* **What you need to do**:
1. In the puppetry interview, what did Nancy Smith have her first puppets do, since they didn't speak at first?
2. Pick up the interview with puppeteer Nancy Smith right after its last line and write the next part.

It’s a form of entertainment that spans centuries, cultures, and continents. Nancy Smith, founder of the Great Arizona Puppet Theater, talks about her early experiences with puppetry, changes in audiences she’s observed over the years and how to prepare small children for a first performance.
For more than 25 years, you’ve created performances that entertain young children and encourage them to tap into their imaginations. Talk about what entertainment for kids consisted of when you were growing up.
We lived in Germany. My father was in the Army. We did not have television and there was only one radio show on Sundays. We could listen to “The Lone Ranger” and somebody read the funnies on the radio, but other than that we really did not have anything to entertain us. We had to entertain ourselves.
What do you remember about your first encounter with puppets?
I got a puppet theater and some puppets from Santa Claus and it was very exciting. I was a very shy child, so I would hide behind my mother if people came over. So I really took to the puppets. But they didn’t speak at first. I would put on records, which we had back then. I would have the puppets do the songs on the records.
Puppets truly seem to help kids express inner feelings and fantasies.
I have found that if I’m working with kids, sometimes I’ll go around with a bunch of puppets and let the kids separate them into smaller groups and let them make up their own stories. They’ll come up with things that you never expected. If there’s a child that’s maybe having trouble at home, they may not tell you about it, but if you give them a group of puppets as a family, they may start acting it out.
You have created a career’s worth of puppets. Do you have a favorite?
I usually really like the puppet that I’m working with at the moment. I like the puppet that we built for “Little Red Riding Hood.” There’s one named Baby Water Monster that I just love because he works really well.
The Wolf and Little Red Riding Hood have been around a long time.
They’re not our oldest puppets. We actually have some puppets that I made when I was in college that predate those.
Is there a place for puppetry performances in future generations of high-tech kids?

* **Data rows**:
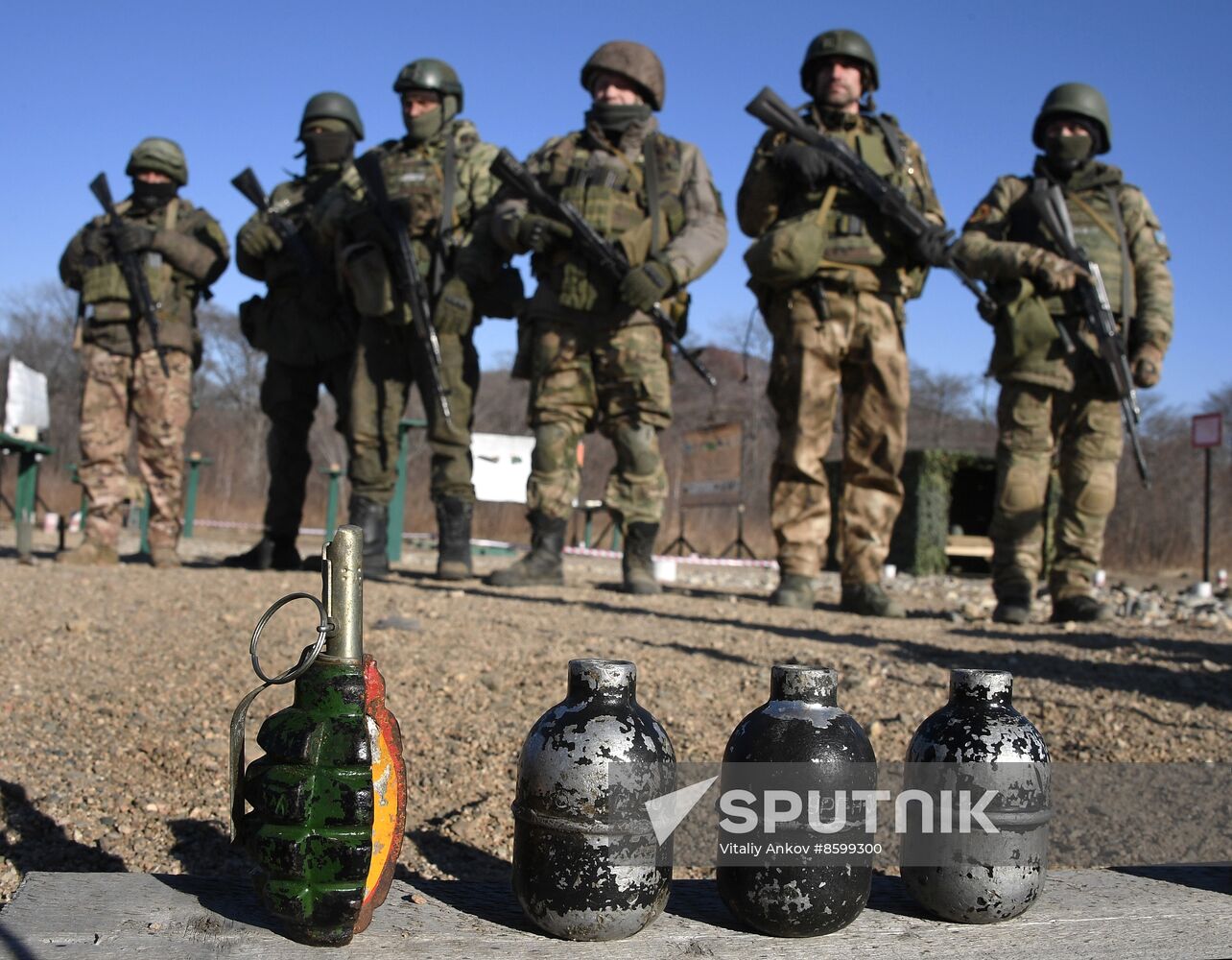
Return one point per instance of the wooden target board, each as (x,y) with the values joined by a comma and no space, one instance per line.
(712,466)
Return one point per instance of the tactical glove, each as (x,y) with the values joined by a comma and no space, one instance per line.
(1146,365)
(259,239)
(647,285)
(133,238)
(1053,273)
(541,233)
(805,165)
(933,247)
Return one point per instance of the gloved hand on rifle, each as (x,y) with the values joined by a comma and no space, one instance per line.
(259,239)
(133,238)
(932,248)
(1053,273)
(540,233)
(646,285)
(1146,365)
(802,164)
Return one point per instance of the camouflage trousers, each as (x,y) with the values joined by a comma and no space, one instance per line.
(858,350)
(387,361)
(120,390)
(1084,433)
(611,377)
(289,398)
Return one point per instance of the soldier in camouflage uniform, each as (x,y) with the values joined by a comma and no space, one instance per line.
(1051,402)
(438,179)
(597,356)
(303,323)
(832,278)
(182,251)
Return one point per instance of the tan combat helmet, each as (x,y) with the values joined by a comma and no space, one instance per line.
(632,60)
(160,156)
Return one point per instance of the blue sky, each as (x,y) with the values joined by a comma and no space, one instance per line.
(85,82)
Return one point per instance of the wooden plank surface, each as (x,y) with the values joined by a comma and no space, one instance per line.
(1150,912)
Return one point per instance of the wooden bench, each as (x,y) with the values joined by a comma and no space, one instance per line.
(1149,912)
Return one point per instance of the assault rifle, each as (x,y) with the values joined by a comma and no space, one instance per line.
(1097,313)
(771,109)
(407,278)
(130,269)
(246,182)
(590,244)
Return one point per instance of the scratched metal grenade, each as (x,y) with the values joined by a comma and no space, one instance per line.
(801,741)
(586,864)
(329,794)
(977,743)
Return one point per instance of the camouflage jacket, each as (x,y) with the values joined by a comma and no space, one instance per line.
(860,249)
(415,177)
(606,183)
(304,320)
(1005,230)
(190,252)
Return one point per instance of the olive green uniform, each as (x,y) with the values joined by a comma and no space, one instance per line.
(389,359)
(307,328)
(832,280)
(124,378)
(1051,403)
(595,361)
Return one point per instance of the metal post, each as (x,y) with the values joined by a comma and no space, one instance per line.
(398,505)
(146,522)
(334,471)
(190,498)
(1206,522)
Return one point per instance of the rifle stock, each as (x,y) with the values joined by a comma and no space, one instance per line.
(776,113)
(604,255)
(130,269)
(408,281)
(248,183)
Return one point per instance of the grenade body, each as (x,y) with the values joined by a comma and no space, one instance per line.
(980,742)
(328,796)
(820,748)
(586,864)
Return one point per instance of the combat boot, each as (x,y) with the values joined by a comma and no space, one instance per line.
(637,564)
(89,554)
(1013,611)
(454,539)
(794,589)
(1079,609)
(543,564)
(870,599)
(373,519)
(272,552)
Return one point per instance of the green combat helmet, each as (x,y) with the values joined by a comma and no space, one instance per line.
(1076,100)
(334,107)
(433,74)
(840,43)
(160,156)
(631,60)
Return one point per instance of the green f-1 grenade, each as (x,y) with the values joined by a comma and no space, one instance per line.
(329,796)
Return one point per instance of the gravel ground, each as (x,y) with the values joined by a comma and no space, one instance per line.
(117,684)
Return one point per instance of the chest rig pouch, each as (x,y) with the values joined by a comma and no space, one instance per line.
(105,291)
(626,203)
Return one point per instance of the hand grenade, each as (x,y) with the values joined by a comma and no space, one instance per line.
(328,796)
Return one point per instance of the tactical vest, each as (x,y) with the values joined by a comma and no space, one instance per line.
(612,194)
(116,323)
(855,231)
(1098,228)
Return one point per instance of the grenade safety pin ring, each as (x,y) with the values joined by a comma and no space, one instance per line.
(306,660)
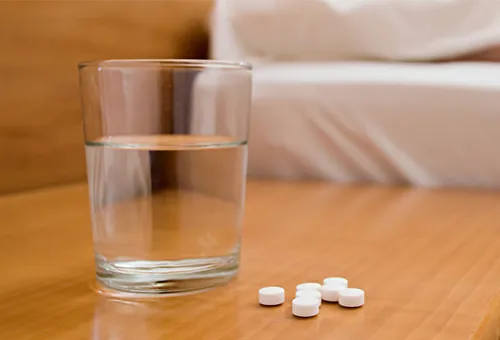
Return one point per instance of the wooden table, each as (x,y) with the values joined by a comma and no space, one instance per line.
(429,262)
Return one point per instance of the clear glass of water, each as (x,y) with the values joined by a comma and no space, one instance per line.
(166,150)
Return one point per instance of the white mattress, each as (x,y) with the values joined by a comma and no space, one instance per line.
(423,124)
(326,30)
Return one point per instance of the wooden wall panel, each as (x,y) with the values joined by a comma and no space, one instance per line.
(41,43)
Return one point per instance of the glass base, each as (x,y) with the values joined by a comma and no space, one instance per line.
(154,278)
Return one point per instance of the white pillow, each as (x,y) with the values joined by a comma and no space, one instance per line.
(364,29)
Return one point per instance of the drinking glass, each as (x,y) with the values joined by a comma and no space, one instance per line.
(166,151)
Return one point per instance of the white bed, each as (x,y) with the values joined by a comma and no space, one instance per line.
(428,125)
(422,124)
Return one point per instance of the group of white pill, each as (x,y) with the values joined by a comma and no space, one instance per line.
(309,295)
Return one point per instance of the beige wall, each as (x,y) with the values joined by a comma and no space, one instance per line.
(42,41)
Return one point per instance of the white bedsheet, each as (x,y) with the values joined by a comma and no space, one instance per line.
(427,125)
(326,30)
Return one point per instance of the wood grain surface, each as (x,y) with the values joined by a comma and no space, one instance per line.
(428,260)
(41,140)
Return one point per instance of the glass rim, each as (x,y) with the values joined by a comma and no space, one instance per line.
(173,63)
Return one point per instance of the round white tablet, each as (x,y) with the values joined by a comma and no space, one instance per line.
(352,297)
(309,294)
(336,280)
(331,292)
(271,296)
(305,307)
(309,286)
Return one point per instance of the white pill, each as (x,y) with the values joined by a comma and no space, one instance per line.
(271,296)
(331,292)
(352,297)
(309,294)
(305,307)
(309,286)
(336,280)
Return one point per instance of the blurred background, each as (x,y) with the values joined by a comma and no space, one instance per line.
(41,141)
(397,92)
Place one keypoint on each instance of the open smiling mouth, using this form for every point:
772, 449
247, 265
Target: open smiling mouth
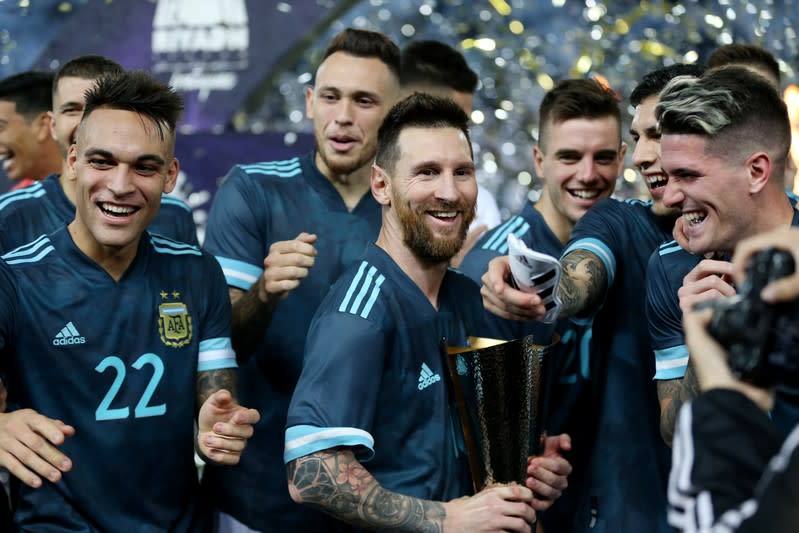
584, 194
114, 210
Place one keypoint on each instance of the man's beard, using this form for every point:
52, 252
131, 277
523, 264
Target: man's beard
421, 239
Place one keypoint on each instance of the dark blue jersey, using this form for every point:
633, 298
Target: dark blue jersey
667, 268
43, 207
375, 344
118, 360
258, 205
628, 469
568, 368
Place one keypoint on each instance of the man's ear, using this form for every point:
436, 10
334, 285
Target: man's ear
759, 167
172, 175
381, 186
309, 102
41, 126
538, 160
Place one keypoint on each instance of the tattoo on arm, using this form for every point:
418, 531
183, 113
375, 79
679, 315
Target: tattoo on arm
210, 381
335, 482
583, 283
250, 318
673, 393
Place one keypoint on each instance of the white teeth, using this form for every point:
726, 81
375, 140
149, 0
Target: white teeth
657, 180
694, 217
117, 209
584, 194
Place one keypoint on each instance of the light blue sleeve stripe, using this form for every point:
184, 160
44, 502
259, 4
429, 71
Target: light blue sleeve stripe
366, 284
37, 257
305, 440
669, 250
27, 249
502, 234
503, 249
343, 307
598, 248
171, 200
238, 273
373, 297
671, 363
216, 343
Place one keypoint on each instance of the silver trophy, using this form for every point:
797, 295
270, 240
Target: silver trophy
498, 388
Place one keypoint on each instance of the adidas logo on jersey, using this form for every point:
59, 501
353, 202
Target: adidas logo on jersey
68, 335
427, 377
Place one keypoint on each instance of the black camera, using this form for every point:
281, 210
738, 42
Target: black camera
762, 339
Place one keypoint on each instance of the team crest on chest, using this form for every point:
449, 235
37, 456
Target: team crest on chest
174, 320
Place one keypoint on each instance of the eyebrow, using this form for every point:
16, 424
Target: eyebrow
108, 155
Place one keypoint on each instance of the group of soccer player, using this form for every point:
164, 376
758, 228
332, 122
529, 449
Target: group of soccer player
327, 280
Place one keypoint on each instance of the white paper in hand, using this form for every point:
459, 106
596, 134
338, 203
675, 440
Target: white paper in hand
535, 272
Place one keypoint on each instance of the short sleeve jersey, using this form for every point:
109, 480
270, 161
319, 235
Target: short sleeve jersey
629, 465
118, 360
376, 344
569, 368
257, 205
667, 268
43, 207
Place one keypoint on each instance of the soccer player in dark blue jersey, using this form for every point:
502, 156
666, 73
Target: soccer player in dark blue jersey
27, 151
116, 340
604, 268
50, 204
284, 231
725, 157
375, 344
578, 159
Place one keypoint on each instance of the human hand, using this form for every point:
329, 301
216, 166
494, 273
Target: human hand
28, 443
471, 239
495, 509
708, 280
709, 360
504, 300
547, 473
787, 239
224, 427
286, 266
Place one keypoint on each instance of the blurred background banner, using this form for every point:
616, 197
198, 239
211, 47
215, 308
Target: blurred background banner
242, 65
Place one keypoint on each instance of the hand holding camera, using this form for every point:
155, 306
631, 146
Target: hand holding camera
759, 328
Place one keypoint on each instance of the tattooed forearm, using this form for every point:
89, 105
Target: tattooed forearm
210, 381
250, 319
583, 283
336, 483
673, 393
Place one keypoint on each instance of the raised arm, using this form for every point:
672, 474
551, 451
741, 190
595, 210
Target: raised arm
335, 482
582, 287
285, 267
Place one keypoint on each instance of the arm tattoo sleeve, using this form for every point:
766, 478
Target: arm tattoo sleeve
583, 283
210, 381
335, 482
250, 318
674, 393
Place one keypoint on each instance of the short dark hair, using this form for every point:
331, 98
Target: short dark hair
140, 93
30, 92
90, 67
419, 110
653, 82
739, 112
574, 98
745, 54
436, 64
368, 44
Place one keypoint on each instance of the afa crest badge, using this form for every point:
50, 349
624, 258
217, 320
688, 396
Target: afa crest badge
174, 324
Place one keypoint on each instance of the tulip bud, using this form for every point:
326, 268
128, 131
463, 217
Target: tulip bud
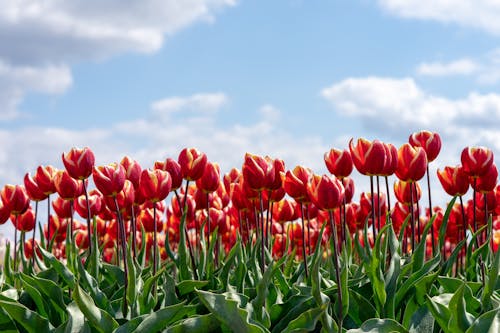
109, 179
192, 163
430, 142
412, 163
476, 160
155, 184
326, 192
44, 177
16, 198
66, 186
79, 162
35, 193
339, 162
454, 180
210, 180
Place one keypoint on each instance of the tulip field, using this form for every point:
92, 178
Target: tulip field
179, 247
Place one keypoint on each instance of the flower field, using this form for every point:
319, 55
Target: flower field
179, 247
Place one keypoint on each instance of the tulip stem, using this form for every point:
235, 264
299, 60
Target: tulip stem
430, 210
15, 243
304, 239
124, 252
33, 246
155, 247
337, 269
373, 208
464, 221
412, 217
262, 234
184, 214
89, 228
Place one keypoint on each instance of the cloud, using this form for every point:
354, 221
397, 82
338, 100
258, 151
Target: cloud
484, 69
392, 108
480, 14
39, 41
456, 67
205, 103
16, 81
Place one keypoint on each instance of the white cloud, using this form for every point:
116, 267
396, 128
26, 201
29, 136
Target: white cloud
393, 108
40, 40
16, 81
206, 103
480, 14
456, 67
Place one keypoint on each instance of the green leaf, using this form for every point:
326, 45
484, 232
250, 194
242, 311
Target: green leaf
28, 319
198, 324
460, 319
76, 322
98, 318
440, 312
187, 286
491, 282
488, 322
60, 268
226, 310
306, 321
379, 325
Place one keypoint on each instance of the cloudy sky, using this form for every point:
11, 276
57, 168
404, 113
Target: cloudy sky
288, 78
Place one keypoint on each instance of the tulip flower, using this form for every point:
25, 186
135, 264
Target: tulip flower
109, 179
79, 162
15, 197
192, 163
327, 193
339, 162
454, 180
476, 161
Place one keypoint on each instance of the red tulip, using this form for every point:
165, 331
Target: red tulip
487, 182
34, 191
15, 198
79, 162
109, 179
132, 170
476, 161
403, 192
62, 207
25, 221
257, 172
44, 177
125, 198
412, 163
145, 219
4, 212
454, 180
155, 185
95, 204
368, 157
66, 186
192, 163
339, 162
174, 169
391, 159
326, 192
210, 180
429, 141
284, 211
296, 184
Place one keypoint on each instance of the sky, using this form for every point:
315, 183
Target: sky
285, 78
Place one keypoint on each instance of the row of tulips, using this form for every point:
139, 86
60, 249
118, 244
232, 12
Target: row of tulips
186, 203
262, 200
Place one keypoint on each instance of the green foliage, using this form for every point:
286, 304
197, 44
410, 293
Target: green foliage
382, 289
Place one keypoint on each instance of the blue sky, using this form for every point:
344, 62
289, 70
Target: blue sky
290, 79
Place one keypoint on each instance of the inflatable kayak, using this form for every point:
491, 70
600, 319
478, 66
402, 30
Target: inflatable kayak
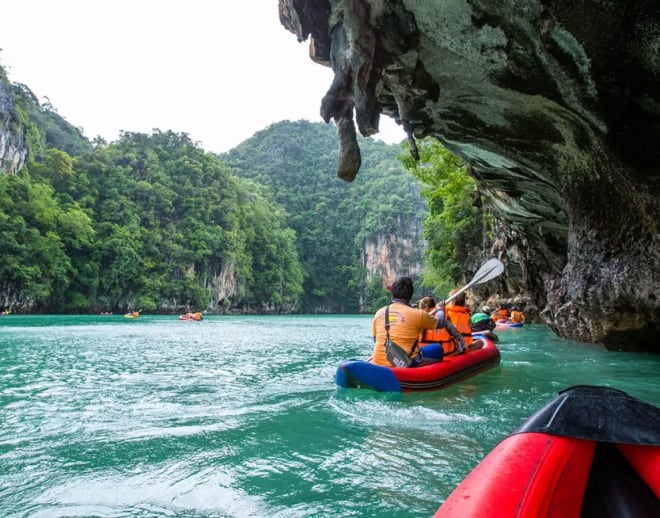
506, 324
482, 355
589, 452
476, 335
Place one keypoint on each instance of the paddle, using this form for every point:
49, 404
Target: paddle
490, 269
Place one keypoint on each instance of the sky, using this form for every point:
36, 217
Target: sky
217, 70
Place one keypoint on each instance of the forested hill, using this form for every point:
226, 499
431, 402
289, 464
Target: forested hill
350, 237
154, 223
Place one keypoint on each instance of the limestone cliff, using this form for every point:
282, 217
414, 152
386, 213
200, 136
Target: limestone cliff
13, 133
556, 107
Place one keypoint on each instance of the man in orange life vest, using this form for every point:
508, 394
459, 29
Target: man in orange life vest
406, 324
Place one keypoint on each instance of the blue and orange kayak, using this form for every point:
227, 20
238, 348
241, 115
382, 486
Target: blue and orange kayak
482, 355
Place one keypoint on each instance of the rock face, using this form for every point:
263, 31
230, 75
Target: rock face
556, 107
13, 135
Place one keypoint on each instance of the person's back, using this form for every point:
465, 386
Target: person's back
406, 323
481, 321
459, 315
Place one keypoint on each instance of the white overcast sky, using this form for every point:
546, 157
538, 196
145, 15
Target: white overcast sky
216, 70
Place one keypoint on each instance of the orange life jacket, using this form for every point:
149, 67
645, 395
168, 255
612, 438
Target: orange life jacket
442, 336
500, 314
460, 317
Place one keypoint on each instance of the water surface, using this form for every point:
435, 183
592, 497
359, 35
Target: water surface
240, 417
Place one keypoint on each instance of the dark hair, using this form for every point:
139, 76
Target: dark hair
402, 288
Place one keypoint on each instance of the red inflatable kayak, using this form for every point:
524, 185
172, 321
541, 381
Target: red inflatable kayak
482, 355
590, 452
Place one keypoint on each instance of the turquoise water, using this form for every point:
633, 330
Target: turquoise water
240, 417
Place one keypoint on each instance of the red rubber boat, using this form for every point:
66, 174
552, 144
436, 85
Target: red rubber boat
590, 452
482, 355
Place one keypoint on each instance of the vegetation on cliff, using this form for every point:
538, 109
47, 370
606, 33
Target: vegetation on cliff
154, 223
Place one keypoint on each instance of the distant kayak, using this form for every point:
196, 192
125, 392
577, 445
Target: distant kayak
589, 452
507, 324
482, 355
191, 317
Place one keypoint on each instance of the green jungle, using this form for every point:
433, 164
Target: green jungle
154, 223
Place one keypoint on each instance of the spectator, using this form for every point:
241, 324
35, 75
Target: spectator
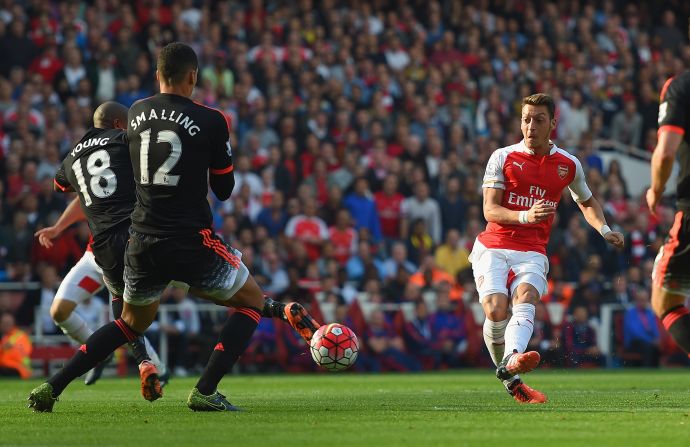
397, 260
15, 349
389, 207
419, 243
363, 266
243, 175
627, 126
343, 237
386, 347
363, 209
221, 78
419, 337
308, 229
580, 341
453, 207
274, 217
640, 330
452, 256
423, 207
449, 331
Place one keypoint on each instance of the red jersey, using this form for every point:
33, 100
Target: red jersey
390, 213
525, 179
344, 243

* **Per-task answers**:
1. She had them act out the songs on records she played.

2.
Even with all the technology and everything there is today, I think there’s something about people that they like seeing something that’s happening right now, in front of them. A very low-tech kind of thing.
How have audiences changed since you started Great Arizona Puppet Theater?
There are so many puppets that you can see now in movies and commercials and on television. It’s really gone into the popular culture. Particularly, the young adult audience is much more accepting than they used to be because a lot have grown up with the Muppets.
And watching “Sesame Street”…so puppets were a daily part of their lives.
Now we’re finding that we have an eager audience among really young children and then again when they get to be about 18 years old. We are involved in national organizations. We’ve gone to international festivals, and puppetry is very much alive.
What are some tips for parents who want to take a young child to a puppet show, or any other age-appropriate live performance?
Prepare the children for what the experience is going to be like. Read the story ahead of time. Talk about it a little bit. “Oh, we’re going to see it, and we’re all going to be sitting down and there will be other people there.”
Puppet shows, in particular, often serve as a young child’s first experience watching a live performance.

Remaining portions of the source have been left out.